§ TASK PROMPT
Pull out every line in the data below that contains the word "forearm".
# Start of AVAILABLE RECORDS
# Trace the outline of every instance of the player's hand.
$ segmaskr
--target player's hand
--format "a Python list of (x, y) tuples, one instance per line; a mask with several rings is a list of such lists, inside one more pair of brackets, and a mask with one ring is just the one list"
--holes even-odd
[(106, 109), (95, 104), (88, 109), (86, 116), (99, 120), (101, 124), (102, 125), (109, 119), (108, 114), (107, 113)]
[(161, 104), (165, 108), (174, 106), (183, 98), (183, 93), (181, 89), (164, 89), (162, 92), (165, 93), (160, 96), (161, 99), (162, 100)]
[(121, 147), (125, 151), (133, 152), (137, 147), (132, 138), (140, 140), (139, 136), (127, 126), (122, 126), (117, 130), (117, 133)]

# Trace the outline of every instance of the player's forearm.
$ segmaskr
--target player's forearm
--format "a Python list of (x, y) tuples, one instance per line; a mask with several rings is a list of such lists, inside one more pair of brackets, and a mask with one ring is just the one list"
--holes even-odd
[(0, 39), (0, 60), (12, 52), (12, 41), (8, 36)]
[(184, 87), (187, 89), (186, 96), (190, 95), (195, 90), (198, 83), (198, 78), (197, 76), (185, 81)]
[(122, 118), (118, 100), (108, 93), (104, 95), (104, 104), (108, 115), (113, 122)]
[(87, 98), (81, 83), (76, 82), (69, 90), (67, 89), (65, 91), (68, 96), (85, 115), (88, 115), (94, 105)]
# End of AVAILABLE RECORDS
§ OUTPUT OF THE EXERCISE
# Trace the outline of every instance of the player's forearm.
--target player's forearm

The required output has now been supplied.